Reproduce the data word for word, starting at the very beginning and ending after the line that contains "151 191 L 143".

^^^^

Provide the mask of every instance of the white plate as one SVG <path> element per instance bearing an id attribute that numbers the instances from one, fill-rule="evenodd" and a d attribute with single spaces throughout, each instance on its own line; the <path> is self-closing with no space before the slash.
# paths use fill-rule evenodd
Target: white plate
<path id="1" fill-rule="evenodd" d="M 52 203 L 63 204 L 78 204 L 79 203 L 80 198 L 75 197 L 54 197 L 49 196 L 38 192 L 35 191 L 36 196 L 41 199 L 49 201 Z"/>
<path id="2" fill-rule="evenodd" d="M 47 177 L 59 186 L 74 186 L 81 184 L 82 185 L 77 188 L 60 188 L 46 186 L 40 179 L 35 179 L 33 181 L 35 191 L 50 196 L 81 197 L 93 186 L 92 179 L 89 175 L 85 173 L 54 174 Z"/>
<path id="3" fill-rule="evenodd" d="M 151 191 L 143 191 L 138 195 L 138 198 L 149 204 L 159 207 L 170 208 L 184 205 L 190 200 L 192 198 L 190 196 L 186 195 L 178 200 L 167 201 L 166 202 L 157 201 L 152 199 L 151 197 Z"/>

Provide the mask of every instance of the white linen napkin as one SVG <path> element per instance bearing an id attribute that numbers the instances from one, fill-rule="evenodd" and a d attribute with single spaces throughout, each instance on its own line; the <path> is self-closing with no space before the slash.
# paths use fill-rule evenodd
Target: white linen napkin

^^^^

**Answer:**
Provide the mask of every instance of the white plate as one SVG <path> element per instance bearing an id attribute that numbers the instances from one, fill-rule="evenodd" and a d attribute with single spaces throughout, each instance on its own line; the <path> is self-closing with no space before the slash.
# paths use fill-rule evenodd
Target: white plate
<path id="1" fill-rule="evenodd" d="M 52 203 L 63 204 L 78 204 L 79 203 L 80 198 L 75 197 L 54 197 L 49 196 L 38 192 L 35 191 L 36 196 L 41 199 L 49 201 Z"/>
<path id="2" fill-rule="evenodd" d="M 47 177 L 59 186 L 74 186 L 81 184 L 82 185 L 77 188 L 60 188 L 46 186 L 40 179 L 35 179 L 33 181 L 35 191 L 50 196 L 81 197 L 93 186 L 92 179 L 89 175 L 85 173 L 54 174 Z"/>
<path id="3" fill-rule="evenodd" d="M 151 191 L 143 191 L 138 195 L 138 198 L 149 204 L 159 207 L 170 208 L 184 205 L 190 200 L 192 198 L 190 196 L 186 195 L 178 200 L 167 201 L 166 202 L 157 201 L 152 199 L 151 197 Z"/>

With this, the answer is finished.